── Excerpt provided ──

2009 Design of Medical Devices Conference Abstracts

Design of a Dynamic Stabilization Spine Implant PUBLIC ACCESS

[+] Author and Article Information
J. Bryndza, A. Weiser, M. Paliwal

 The College of New Jersey, Ewing, NJ

J. Med. Devices 3(2), 027532 (Jul 09, 2009) (1 page) doi:10.1115/1.3147482 History: Published July 09, 2009


Arthritis, degenerative disc disease, spinal stenosis, and other ailments lead to the deterioration of the facet joints of the spine, causing pain and immobility in patients. Dynamic stabilization and arthroplasty of the facet joints have advantages over traditional fusion methods by eliminating pain while maintaining normal mobility and function. In the present work, a novel dynamic stabilization spine implant design was developed using computational analysis, and the final design was fabricated and mechanically tested. A model of a fused L4–L5 Functional Spinal Unit (FSU) was developed using Pro/Engineer (PTC Corporation, Needham, MA). The model was imported into commercial finite element analysis software Ansys (Ansys Inc., Canonsburg, PA), and meshed with the material properties of bone, intervertebral disc, and titanium alloy. Physiological loads (600N axial load, 10 N-m moment) were applied to the model construct following the protocol developed by others. The model was subjected to flexion/extension, axial rotation, and lateral bending, and was validated with the results reported by Kim et al. The validated FSU was used as a base to design and evaluate novel spine implant designs, using finite element anlysis. A comparison of the flexion-extension curve of six designs and an intact spine was carried out. Range of motion of the new designs showed up to 4 degrees in flexion and extension, compared to less than one degree flexion/extension in a fused spine. The design that reproduced normal range of motion best was optimized, fabricated and prepared for mechanical testing. The finalized dynamic stabilization design with spring insert was implanted into a L4-L5 FSU sawbone (Pacific Research Laboratories, Vashon, WA) using Stryker Xia pedicle screws. The construct was potted using PMMA, and was subjected to flexion/extension, axial rotation, and lateral bending loads using MTS mechanical testing machine. The stiffness of the design was assessed and compared with computational analysis results.

───
── Material supplied ──

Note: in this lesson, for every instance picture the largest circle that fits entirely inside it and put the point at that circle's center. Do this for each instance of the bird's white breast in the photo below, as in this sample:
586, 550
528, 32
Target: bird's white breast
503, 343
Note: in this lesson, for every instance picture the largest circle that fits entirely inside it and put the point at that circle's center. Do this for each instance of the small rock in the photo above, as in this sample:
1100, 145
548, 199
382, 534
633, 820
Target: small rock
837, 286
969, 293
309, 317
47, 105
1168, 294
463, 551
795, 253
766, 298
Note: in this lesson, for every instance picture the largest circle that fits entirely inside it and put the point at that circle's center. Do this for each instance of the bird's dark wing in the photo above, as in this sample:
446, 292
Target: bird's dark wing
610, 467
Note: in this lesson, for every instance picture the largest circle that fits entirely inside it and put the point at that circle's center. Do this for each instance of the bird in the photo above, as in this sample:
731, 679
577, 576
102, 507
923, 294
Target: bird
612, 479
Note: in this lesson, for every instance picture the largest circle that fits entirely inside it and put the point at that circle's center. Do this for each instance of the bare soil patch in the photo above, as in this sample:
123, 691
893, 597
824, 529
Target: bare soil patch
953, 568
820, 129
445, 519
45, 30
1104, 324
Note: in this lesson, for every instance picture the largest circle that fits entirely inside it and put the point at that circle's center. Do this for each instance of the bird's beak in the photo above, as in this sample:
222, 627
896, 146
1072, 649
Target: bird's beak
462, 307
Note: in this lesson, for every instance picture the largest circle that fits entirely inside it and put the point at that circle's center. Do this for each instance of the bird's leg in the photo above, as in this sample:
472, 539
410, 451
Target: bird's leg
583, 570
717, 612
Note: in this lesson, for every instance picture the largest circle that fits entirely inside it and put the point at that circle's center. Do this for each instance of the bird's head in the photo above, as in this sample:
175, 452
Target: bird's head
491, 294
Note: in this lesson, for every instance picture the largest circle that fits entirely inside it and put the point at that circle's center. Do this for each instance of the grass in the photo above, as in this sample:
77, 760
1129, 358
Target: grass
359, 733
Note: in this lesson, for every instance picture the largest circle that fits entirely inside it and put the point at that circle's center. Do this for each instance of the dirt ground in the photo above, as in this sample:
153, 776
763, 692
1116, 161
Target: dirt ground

───

Answer these about the spine implant abstract:
(a) Which institution is listed for the authors?
(b) What axial load was applied to the model construct?
(c) What material was used to pot the sawbone construct?

(a) The authors are listed at The College of New Jersey, Ewing, NJ.
(b) An axial load of 600 N was applied.
(c) The construct was potted using PMMA.